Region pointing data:
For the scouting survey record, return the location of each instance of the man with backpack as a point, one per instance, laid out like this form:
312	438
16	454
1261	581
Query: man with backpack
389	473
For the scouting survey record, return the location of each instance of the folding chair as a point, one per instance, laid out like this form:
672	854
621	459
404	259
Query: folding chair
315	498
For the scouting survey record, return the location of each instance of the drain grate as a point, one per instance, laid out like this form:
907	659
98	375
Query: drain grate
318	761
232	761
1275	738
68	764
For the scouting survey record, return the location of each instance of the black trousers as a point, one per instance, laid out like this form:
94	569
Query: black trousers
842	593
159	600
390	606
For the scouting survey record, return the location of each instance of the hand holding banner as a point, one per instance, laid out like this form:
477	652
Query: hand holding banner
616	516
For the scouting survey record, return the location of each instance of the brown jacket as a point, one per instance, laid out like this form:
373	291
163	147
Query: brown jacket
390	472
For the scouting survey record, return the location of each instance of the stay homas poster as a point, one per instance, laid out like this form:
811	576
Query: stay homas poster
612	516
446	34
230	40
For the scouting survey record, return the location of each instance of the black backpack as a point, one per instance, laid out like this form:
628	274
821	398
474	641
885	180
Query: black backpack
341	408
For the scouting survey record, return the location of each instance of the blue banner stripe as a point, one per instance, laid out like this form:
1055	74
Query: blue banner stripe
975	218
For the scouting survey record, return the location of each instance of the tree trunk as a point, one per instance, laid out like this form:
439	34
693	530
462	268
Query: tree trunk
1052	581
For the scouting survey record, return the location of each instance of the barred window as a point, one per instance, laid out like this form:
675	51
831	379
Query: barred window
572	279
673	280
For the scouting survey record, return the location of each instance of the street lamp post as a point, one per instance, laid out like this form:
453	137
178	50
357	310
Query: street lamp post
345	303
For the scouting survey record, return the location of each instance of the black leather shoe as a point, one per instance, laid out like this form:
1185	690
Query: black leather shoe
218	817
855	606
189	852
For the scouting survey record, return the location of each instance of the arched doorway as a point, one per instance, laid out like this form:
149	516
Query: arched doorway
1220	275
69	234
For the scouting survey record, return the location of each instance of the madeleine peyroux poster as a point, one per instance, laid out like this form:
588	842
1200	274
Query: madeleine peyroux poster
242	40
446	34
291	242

REQUIREMENT:
Only an exact transcription of all the entries will do.

SOLUTION FOR THIS EXERCISE:
For the scouting survey record, return the location of each instance of the man with backpack as a point, one per instance, laid out like this form:
312	438
16	454
1261	581
Query: man with backpack
389	473
For the scouting survey record, return the location of each instance of the folding chair as a point, one per instance, laid out like this form:
672	854
621	459
404	259
Query: folding chair
315	498
For the scouting survey record, return the location of each instance of the drain grate as a point, one per instance, laid out like this form:
907	659
98	375
Query: drain grate
318	761
232	761
1275	738
68	764
For the scouting survey record, return the location of each instance of the black trousers as a point, one per instance, laid out like this form:
94	569
Query: black trousers
842	593
159	600
390	606
For the scouting survey record, return the location of each instance of the hand holding banner as a point, one per instance, laid out like this form:
477	652
Query: hand holding banner
616	516
For the scouting survey record, return the location of each instance of the brown jacket as a point, one per instance, laid out like this form:
373	291
163	147
Query: brown jacket
390	472
For the scouting survey record, return the location of each instance of the stay homas poster as a point, one per instance, laid out like this form:
811	576
Query: stay homas poster
612	516
446	34
230	40
For the scouting survey record, return the location of each instance of the black backpack as a point, one per instance, laid out like this form:
628	274
821	398
474	641
885	180
Query: black backpack
341	408
For the scouting survey record, return the location of each instance of the blue banner stripe as a point, one per instance, laid out like this form:
1055	74
Query: blue banner stripe
975	218
For the scouting survey record, return the location of each instance of the tree trunk as a point, one per instance, laid out like this form:
439	34
693	530
462	268
Query: tree trunk
1052	581
For the scouting survey record, return the location of each instance of the barred window as a point, one per instance, laid out like this form:
675	51
831	379
Query: barred window
572	279
673	280
For the scouting survey record, return the location of each instance of the street lamp post as a point, one per instance, laid out like this form:
453	137
178	50
357	310
Query: street lamp post
345	303
For the scouting survey record, return the location of each instance of the black leather shoe as a point, one per instance, laid out like this form:
1185	690
Query: black leather shoe
218	817
855	606
189	852
For the scouting survey record, return the location of each instance of the arched doorway as a point, one per instance, laid out like this form:
149	516
Query: arched doorway
1220	275
69	234
For the scouting survey record, return the location of each instance of the madeleine peyroux poster as a point, one per instance, laid out like this form:
588	842
1200	274
Query: madeleine peyroux poster
242	40
446	34
291	242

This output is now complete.